DESCRIPTION OF THE TASK: For the records below, tally the lines that contain "shirt" and give only that number.

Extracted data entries
════════

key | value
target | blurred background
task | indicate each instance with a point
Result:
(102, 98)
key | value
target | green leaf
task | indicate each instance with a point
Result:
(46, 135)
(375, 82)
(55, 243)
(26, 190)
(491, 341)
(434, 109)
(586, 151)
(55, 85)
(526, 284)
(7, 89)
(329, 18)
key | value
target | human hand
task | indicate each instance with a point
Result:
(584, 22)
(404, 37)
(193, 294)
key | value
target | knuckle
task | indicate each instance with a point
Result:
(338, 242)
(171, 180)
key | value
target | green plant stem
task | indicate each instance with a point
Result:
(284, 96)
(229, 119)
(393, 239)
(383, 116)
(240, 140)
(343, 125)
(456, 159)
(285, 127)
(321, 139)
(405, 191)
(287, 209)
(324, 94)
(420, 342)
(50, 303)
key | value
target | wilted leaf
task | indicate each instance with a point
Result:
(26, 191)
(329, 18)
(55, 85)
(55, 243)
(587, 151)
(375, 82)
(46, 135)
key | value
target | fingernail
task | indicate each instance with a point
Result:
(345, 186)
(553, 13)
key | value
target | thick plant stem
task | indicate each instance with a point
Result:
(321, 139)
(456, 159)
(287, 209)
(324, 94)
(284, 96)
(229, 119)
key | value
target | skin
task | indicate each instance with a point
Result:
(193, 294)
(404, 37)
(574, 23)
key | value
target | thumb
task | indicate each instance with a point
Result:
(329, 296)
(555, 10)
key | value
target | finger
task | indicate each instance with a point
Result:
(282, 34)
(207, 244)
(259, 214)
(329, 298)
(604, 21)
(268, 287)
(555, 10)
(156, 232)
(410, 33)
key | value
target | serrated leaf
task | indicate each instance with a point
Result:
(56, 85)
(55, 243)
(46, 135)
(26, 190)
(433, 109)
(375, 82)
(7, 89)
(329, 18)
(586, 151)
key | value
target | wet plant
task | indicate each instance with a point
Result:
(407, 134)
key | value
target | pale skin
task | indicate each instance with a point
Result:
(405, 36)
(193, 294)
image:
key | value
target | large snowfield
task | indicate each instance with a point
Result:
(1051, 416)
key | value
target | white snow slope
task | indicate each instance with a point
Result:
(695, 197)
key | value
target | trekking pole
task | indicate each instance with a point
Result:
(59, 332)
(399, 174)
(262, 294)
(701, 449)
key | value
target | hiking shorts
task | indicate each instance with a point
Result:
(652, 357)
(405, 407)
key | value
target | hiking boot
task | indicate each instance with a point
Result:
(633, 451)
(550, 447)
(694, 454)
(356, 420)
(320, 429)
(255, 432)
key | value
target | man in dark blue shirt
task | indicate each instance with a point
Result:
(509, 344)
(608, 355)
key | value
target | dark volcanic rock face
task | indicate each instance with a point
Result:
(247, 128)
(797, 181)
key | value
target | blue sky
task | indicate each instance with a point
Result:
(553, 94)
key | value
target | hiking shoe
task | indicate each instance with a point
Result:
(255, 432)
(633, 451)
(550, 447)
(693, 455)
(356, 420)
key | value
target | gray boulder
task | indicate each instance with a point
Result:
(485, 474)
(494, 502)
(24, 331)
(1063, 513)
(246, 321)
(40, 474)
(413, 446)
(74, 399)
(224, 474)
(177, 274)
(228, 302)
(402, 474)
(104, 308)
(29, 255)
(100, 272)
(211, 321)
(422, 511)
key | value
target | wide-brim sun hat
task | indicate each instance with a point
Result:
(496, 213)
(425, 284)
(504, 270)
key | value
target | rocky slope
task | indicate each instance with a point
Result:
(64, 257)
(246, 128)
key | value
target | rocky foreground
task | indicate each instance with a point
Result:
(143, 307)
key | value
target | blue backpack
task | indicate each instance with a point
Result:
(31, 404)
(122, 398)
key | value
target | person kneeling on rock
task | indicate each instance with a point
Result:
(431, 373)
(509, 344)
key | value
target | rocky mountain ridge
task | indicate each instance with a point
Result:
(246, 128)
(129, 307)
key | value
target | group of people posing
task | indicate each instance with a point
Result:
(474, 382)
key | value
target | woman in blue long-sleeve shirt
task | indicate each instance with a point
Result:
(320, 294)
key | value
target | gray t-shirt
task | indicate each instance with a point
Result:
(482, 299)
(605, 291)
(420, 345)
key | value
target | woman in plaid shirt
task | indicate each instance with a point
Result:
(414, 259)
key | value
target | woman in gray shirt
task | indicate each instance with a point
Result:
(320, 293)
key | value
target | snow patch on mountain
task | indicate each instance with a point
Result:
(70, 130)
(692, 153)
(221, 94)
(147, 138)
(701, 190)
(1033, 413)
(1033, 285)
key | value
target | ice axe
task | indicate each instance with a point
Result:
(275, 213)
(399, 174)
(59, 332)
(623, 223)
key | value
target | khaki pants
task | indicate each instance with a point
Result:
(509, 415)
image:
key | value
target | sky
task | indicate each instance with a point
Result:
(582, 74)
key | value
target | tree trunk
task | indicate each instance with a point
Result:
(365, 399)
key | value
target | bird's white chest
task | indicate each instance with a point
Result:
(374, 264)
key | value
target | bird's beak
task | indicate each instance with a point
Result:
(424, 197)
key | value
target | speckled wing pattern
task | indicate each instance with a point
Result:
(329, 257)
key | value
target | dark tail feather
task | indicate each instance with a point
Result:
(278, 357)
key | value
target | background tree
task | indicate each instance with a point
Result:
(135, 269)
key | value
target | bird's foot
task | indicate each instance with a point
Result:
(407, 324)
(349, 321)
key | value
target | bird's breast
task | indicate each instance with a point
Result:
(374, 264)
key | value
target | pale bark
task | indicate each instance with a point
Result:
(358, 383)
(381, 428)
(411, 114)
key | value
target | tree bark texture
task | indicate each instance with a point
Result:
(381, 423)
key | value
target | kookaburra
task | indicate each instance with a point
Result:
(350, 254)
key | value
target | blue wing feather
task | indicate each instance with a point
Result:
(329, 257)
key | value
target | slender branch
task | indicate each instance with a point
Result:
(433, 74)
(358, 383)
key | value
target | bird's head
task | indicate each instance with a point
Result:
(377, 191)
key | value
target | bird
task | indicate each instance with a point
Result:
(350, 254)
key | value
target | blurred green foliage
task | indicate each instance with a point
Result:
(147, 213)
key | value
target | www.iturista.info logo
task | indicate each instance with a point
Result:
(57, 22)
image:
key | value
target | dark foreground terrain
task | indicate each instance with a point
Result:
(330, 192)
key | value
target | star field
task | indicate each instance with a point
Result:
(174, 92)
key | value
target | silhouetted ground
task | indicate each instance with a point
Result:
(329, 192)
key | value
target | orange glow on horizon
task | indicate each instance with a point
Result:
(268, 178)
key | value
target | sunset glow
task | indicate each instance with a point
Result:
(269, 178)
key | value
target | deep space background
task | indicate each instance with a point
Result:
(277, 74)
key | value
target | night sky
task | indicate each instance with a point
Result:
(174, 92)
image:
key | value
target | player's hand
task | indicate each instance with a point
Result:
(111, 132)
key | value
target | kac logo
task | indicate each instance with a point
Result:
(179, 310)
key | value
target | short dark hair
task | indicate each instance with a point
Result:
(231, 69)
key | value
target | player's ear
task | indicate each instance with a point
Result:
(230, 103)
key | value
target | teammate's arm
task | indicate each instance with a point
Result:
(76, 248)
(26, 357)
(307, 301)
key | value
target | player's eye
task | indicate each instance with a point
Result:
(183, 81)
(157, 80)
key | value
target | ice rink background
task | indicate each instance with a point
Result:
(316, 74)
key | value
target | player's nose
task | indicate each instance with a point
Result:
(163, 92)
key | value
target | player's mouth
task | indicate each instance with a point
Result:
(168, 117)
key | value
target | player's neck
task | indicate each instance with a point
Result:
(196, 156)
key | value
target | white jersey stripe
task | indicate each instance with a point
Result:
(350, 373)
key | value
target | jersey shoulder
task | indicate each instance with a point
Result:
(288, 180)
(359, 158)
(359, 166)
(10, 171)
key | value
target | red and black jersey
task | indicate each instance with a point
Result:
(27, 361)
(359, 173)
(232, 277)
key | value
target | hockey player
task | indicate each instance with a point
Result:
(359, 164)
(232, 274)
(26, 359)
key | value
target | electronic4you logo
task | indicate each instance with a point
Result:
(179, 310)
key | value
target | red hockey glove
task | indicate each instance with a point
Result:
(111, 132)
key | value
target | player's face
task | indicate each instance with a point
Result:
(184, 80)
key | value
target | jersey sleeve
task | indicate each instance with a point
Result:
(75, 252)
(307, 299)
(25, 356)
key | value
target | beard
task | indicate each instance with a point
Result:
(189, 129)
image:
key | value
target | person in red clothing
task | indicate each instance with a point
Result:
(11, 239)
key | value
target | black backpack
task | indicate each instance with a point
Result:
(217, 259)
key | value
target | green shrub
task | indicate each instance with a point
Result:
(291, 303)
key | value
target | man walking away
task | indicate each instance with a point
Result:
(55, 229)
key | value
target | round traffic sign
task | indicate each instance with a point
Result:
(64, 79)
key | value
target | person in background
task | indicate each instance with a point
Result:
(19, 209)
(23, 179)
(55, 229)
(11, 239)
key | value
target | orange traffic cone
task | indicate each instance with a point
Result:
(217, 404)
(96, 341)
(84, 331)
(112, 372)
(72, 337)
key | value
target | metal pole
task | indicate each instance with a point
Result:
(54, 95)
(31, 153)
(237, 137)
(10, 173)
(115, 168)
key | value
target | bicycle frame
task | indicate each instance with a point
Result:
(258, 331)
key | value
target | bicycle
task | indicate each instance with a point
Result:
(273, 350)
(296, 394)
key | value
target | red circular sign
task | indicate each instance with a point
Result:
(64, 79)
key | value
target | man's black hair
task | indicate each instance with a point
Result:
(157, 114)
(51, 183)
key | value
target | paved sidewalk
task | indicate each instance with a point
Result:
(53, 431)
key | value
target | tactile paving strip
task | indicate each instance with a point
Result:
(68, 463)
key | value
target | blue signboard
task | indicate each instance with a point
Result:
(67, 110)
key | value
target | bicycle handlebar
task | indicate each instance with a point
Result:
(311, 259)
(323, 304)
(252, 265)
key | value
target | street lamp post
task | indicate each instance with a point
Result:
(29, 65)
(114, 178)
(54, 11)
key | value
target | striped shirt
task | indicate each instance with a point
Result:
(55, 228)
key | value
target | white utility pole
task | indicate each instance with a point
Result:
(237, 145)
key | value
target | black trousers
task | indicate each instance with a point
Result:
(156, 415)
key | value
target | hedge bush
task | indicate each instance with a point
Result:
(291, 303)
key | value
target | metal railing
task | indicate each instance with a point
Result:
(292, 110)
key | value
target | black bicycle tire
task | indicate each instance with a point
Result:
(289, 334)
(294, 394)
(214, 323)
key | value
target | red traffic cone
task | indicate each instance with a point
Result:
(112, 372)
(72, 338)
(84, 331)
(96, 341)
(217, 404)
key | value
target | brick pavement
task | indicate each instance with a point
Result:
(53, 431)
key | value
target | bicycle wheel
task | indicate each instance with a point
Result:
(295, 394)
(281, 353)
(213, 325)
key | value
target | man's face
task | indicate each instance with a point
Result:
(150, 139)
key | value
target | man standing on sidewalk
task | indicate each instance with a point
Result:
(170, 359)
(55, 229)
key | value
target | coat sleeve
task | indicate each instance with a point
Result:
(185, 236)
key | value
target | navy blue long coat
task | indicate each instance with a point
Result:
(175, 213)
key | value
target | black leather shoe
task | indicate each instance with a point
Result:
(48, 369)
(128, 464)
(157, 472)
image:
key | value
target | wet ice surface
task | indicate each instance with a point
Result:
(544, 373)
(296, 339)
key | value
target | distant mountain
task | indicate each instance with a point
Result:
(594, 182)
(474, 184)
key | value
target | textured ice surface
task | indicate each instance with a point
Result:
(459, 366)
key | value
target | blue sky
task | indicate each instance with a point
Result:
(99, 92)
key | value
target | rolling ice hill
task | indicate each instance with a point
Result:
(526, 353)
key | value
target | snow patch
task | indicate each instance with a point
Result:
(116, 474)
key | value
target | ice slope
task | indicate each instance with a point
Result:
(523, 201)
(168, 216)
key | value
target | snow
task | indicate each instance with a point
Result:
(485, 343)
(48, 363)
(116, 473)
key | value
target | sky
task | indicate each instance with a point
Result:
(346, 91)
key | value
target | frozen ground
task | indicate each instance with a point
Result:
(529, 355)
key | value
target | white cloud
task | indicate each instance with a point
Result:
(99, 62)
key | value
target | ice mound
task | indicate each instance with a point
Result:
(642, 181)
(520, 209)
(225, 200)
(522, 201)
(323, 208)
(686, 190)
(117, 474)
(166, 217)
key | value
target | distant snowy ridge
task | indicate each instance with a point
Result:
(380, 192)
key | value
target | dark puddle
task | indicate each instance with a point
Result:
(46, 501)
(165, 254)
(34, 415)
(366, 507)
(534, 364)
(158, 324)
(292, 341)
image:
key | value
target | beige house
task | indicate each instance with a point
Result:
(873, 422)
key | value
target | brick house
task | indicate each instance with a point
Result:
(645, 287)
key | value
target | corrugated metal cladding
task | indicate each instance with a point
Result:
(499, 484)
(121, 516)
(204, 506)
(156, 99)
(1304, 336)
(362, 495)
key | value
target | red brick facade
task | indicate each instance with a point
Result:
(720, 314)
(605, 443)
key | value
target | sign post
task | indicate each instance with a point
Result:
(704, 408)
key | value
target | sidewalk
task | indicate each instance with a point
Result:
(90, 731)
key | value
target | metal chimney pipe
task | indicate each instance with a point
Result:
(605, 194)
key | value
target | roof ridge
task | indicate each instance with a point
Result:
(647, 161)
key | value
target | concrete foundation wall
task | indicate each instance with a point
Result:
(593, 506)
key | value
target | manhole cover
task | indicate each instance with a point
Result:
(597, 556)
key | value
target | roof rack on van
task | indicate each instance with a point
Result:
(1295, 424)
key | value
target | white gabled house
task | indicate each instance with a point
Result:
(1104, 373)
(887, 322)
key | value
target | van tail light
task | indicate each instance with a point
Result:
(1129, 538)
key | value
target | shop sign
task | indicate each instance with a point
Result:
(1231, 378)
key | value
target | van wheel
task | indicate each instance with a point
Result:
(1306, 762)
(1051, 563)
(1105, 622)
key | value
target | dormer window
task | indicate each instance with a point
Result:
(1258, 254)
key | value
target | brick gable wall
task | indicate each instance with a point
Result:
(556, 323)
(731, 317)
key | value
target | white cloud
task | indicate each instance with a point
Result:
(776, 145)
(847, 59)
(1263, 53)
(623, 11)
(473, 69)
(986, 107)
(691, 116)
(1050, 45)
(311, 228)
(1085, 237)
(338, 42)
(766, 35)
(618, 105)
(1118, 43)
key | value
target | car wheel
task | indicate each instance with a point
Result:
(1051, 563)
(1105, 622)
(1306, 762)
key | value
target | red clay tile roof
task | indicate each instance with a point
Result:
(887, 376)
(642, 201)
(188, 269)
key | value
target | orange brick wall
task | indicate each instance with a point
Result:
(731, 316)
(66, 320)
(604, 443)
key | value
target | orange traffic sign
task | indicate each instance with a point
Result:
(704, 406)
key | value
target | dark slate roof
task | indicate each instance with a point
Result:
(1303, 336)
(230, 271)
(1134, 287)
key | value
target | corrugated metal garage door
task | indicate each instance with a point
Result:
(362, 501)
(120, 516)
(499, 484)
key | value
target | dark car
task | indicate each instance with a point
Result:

════════

EXERCISE RESULT: 6